● PROBLEMS TO WORK ON:
**1)** Rewrite the rows starting at the line containing "Pretty please, spot the large" and ending at the line containing "0, 0, 401, 187", swapping "provided above" for "shown above" and keeping everything else the same.
**2)** Extend the thread on Python bindings for onert training past its last sentence.

● EXCERPT TO READ:
/---

[onert] Python Bindings for Training #14505

ragmani · 2024-12-30T04:56:26Z

What

Lets introduce Python APIs for training

Why

Currently, Python APIs for inference have been implemented using pybind11 (#11368). However, there are no Python APIs for training yet. To provide a better user experience, it seems necessary to introduce Python bindings for training APIs as well.

Draft : #14492

ragmani · 2024-12-30T05:43:32Z

Python Package Structure

The Training API, as experimental API, needs to be provided as a separate module from the existing Python module.

Package Separation

Current: A single onert package
Proposed Change: Maintain the current package (retain .so file components as is)
Reason: Separating packages would make it difficult to manage dependency between those packages.

Binding Modules

Current: Infer module
Proposed Change: Infer and Experimental submodules
Reason: To provide experimental APIs in a separate module

Provided Python API

Current : Infer["session", "tensorinfo"]
Proposed Change : infer["session"], tensorinfo, train["session", "traininfo", "DataLoader", "optimizer", "losses", "metrics"]
Reason: To provide train APIs

Expected Package Structure

['onert-0.2.0.data/purelib/onert/__init__.py',
 'onert-0.2.0.data/purelib/onert/common/__init__.py',
 'onert-0.2.0.data/purelib/onert/common/basesession.py',
 'onert-0.2.0.data/purelib/onert/infer/__init__.py',
 'onert-0.2.0.data/purelib/onert/infer/session.py',
 'onert-0.2.0.data/purelib/onert/native/libnnfw_api_pybind.so',
 'onert-0.2.0.data/purelib/onert/native/libonert.so',
 'onert-0.2.0.data/purelib/onert/native/nnfw/libonert_core.so',
 'onert-0.2.0.data/purelib/onert/native/nnfw/backend/libbackend_cpu.so',
 'onert-0.2.0.data/purelib/onert/native/nnfw/backend/libbackend_ruy.so',
 'onert-0.2.0.data/purelib/onert/native/nnfw/backend/libbackend_train.so',
 'onert-0.2.0.data/purelib/onert/train/__init__.py',
 'onert-0.2.0.data/purelib/onert/train/dataloader.py',
 'onert-0.2.0.data/purelib/onert/train/session.py',
 'onert-0.2.0.data/purelib/onert/train/losses/__init__.py',
 'onert-0.2.0.data/purelib/onert/train/losses/cce.py',
 'onert-0.2.0.data/purelib/onert/train/losses/loss.py',
 'onert-0.2.0.data/purelib/onert/train/losses/mse.py',
 'onert-0.2.0.data/purelib/onert/train/metrics/__init__.py',
 'onert-0.2.0.data/purelib/onert/train/metrics/categorical_accuracy.py',
 'onert-0.2.0.data/purelib/onert/train/metrics/metric.py',
 'onert-0.2.0.data/purelib/onert/train/metrics/registry.py',
 'onert-0.2.0.data/purelib/onert/train/optimizer/__init__.py',
 'onert-0.2.0.data/purelib/onert/train/optimizer/adam.py',
 'onert-0.2.0.data/purelib/onert/train/optimizer/optimizer.py',
 'onert-0.2.0.data/purelib/onert/train/optimizer/sgd.py',
... ]

ragmani · 2025-01-03T06:49:09Z

I found out that an error occurs when setting I/O in the batch size different from the batch size configured during the train_prepare stage.

\---

● Stored data rows:
/---

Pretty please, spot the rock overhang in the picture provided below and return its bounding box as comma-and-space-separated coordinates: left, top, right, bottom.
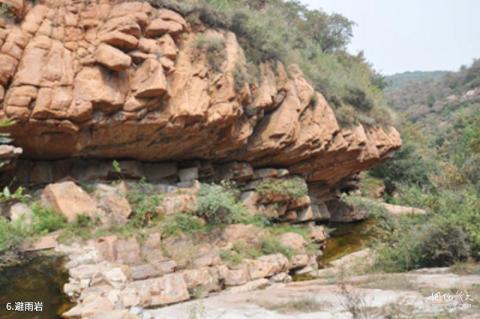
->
0, 1, 401, 185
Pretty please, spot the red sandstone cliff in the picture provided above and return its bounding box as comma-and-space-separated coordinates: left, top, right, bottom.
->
0, 0, 401, 185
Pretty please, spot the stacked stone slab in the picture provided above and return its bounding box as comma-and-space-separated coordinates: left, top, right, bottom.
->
0, 0, 401, 194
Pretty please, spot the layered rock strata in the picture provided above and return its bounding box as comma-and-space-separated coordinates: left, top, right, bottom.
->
0, 0, 401, 189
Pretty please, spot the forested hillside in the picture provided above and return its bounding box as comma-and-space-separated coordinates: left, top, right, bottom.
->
386, 60, 480, 133
370, 60, 480, 270
150, 0, 391, 126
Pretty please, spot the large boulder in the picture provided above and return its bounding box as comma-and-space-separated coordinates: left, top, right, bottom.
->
93, 184, 132, 225
0, 0, 401, 192
42, 182, 100, 222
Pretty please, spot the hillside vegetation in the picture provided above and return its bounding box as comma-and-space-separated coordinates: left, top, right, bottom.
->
386, 60, 480, 133
150, 0, 391, 126
370, 60, 480, 271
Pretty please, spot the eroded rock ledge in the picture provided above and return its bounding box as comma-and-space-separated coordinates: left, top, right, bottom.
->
0, 0, 401, 187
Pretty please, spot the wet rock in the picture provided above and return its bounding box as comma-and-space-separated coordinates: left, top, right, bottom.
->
217, 264, 250, 287
62, 296, 113, 318
178, 167, 198, 182
327, 201, 367, 223
308, 226, 328, 243
127, 274, 190, 307
246, 254, 288, 279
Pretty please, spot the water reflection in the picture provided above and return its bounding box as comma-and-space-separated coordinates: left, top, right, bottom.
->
0, 256, 71, 319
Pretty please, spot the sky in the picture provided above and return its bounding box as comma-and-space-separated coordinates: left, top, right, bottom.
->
300, 0, 480, 75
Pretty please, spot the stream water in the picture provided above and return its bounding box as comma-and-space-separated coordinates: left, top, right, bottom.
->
320, 219, 375, 265
0, 256, 71, 319
0, 220, 373, 319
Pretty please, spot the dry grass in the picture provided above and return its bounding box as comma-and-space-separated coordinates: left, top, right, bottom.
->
259, 297, 330, 314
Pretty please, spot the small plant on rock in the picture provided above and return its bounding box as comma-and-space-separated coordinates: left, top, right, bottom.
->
0, 186, 29, 203
0, 216, 23, 254
161, 213, 208, 237
261, 236, 296, 259
127, 181, 162, 228
196, 184, 249, 225
193, 34, 226, 73
257, 177, 308, 200
31, 203, 67, 235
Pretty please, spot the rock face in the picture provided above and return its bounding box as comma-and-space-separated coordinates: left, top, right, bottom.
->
0, 0, 401, 192
42, 182, 99, 222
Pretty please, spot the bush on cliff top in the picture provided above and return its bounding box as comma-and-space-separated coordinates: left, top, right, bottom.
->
257, 177, 308, 199
196, 184, 249, 225
149, 0, 391, 125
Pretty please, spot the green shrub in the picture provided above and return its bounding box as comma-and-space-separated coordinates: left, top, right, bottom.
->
196, 184, 249, 225
419, 220, 471, 267
257, 177, 308, 199
150, 0, 391, 125
161, 213, 208, 236
59, 214, 99, 243
0, 186, 30, 203
127, 181, 162, 228
0, 216, 23, 254
261, 235, 296, 259
376, 219, 471, 272
31, 203, 67, 235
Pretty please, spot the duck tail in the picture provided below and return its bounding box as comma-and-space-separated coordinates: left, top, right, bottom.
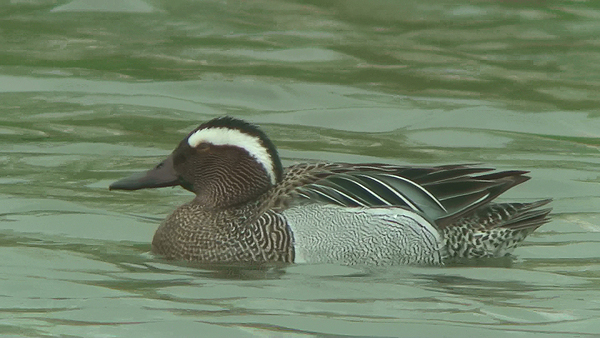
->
443, 199, 552, 259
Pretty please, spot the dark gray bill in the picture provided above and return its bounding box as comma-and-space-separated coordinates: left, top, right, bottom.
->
108, 155, 181, 190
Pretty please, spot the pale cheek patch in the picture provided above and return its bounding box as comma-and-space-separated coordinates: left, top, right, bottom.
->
188, 128, 277, 185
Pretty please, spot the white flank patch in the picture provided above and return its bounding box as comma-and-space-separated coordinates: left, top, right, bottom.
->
188, 128, 277, 185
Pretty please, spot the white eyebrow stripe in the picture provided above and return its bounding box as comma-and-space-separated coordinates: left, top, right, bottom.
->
188, 128, 277, 185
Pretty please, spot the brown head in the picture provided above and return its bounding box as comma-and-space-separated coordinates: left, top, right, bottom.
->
109, 117, 283, 208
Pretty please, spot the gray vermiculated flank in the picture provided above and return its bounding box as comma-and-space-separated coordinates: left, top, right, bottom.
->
283, 204, 442, 265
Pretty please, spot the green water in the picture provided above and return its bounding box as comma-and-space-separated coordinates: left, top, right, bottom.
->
0, 0, 600, 337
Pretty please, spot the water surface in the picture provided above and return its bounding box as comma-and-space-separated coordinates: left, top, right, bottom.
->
0, 0, 600, 337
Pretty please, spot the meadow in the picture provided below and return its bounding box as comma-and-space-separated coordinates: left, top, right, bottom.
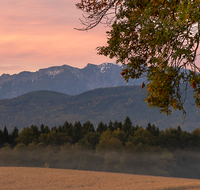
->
0, 167, 200, 190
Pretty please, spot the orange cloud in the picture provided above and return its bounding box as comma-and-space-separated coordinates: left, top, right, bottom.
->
0, 0, 113, 74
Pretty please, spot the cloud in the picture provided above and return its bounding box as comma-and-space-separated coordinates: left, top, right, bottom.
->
0, 0, 113, 74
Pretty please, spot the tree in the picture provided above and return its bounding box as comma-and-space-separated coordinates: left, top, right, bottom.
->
76, 0, 200, 116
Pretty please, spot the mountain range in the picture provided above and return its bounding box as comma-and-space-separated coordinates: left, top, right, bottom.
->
0, 63, 146, 99
0, 86, 200, 132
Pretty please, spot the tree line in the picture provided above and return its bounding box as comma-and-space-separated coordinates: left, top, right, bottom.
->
0, 117, 200, 178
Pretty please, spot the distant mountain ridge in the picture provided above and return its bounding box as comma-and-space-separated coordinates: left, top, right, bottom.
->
0, 63, 146, 99
0, 86, 200, 132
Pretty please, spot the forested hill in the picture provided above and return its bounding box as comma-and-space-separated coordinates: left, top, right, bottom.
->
0, 86, 200, 132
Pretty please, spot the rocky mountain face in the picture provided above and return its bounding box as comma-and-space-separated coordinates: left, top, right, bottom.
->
0, 63, 146, 99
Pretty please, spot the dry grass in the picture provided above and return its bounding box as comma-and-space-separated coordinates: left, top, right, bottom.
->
0, 167, 200, 190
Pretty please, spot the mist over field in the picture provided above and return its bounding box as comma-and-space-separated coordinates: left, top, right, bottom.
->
0, 144, 200, 179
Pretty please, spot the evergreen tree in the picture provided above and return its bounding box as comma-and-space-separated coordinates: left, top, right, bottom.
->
3, 126, 8, 143
122, 117, 132, 133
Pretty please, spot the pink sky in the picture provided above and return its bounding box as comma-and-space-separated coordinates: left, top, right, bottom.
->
0, 0, 199, 75
0, 0, 114, 75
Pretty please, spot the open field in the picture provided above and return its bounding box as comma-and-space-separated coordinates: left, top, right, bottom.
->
0, 167, 200, 190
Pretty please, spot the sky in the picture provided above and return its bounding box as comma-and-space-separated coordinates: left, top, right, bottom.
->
0, 0, 115, 75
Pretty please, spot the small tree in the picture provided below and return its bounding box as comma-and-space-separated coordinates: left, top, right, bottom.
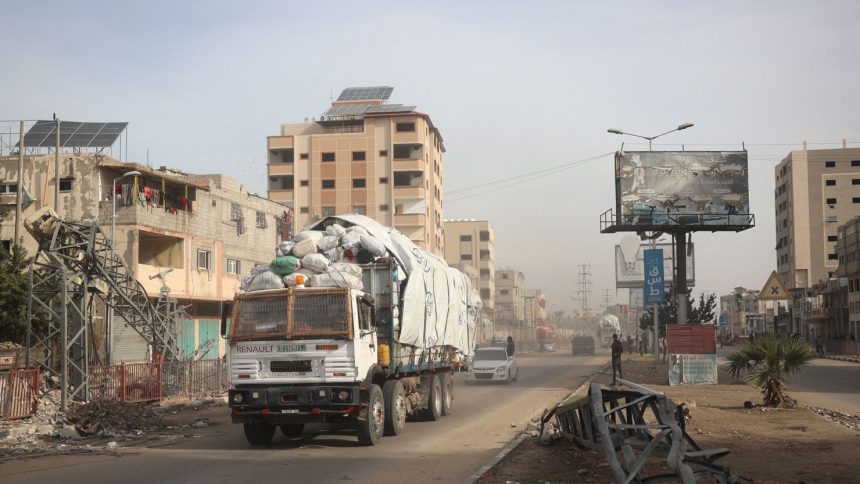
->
728, 334, 815, 407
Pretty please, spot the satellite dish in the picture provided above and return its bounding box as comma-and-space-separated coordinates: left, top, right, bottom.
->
621, 234, 639, 271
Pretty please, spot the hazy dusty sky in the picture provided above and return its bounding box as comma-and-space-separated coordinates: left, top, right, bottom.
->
0, 1, 860, 309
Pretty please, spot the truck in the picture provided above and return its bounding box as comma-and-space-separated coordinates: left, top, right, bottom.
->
597, 314, 621, 348
222, 215, 481, 445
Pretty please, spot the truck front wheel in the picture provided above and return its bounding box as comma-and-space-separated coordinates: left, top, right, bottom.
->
382, 380, 406, 436
425, 375, 442, 421
244, 423, 275, 445
358, 384, 385, 445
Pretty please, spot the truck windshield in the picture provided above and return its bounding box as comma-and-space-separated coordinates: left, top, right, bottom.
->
475, 349, 508, 361
233, 289, 352, 340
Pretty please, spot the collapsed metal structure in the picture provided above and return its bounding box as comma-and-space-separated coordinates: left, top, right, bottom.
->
541, 380, 739, 484
25, 207, 180, 410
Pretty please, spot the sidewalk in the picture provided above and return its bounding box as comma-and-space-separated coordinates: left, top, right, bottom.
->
481, 355, 860, 483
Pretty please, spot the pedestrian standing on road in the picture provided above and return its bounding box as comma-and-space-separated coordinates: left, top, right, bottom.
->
609, 334, 624, 385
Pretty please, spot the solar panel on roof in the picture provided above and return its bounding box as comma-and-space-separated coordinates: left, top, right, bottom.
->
24, 120, 128, 148
337, 86, 394, 101
367, 104, 415, 114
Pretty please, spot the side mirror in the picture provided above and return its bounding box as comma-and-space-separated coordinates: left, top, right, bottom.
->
221, 301, 233, 338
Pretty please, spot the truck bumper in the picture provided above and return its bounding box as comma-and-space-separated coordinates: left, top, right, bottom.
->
228, 384, 367, 425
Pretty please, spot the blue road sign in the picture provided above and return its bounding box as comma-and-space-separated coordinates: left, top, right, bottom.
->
643, 249, 666, 304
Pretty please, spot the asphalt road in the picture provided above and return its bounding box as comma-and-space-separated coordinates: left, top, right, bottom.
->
0, 349, 609, 484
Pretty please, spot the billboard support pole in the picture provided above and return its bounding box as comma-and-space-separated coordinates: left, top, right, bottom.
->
675, 232, 687, 324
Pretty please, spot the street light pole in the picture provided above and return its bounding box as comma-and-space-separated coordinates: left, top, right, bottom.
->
105, 170, 140, 365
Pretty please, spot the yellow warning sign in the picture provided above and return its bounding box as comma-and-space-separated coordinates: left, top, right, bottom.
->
758, 271, 788, 301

\---

● TASK ANSWERS:
**1)**
Pretty please, spot the large boulder in the picture shown above and return its bounding box as comma-and-space-separated coordinates: left, top, right, bottom.
->
93, 184, 132, 225
0, 0, 401, 192
42, 182, 100, 222
Pretty please, spot the hillside vegetation in the picture shown above and return its bounding box as comma-and-space-separated coordinates: left, top, right, bottom.
->
386, 60, 480, 133
150, 0, 391, 126
370, 60, 480, 271
Pretty please, spot the eroded rock ledge in the picture shown above and return its bounding box as comma-and-space-separated coordinates: left, top, right, bottom.
->
0, 0, 401, 187

**2)**
$ python3 runtime/onert/sample/minimal-python/experimental/src/train_with_dataset.py -m mobilenetv2 -i out/imagenet_a.test.input.100.bin -l out/imagenet_a.test.output.100.bin --data_length 100
Load data
Epoch 1/5
Batch 1: Loss=0.0012
Batch 2: Loss=0.0012
Batch 3: Loss=0.0011
Batch 4: Loss=0.0012
Batch 5: Loss=0.0011
Batch 6: Loss=0.0012
Error during nnfw_session::train_set_input : not supporeted to change tensorinfo
[ERROR]	NNFW_STATUS_ERROR

ONE/runtime/onert/api/nnfw/src/nnfw_session.cc

Lines 1451 to 1456 in 5bffe08

    
           if (input_tensorinfo && getBufSize(input_tensorinfo) != size) 
        
           { 
        
             std::cerr 
        
               << "Error during nnfw_session::train_set_input : not supporeted to change tensorinfo"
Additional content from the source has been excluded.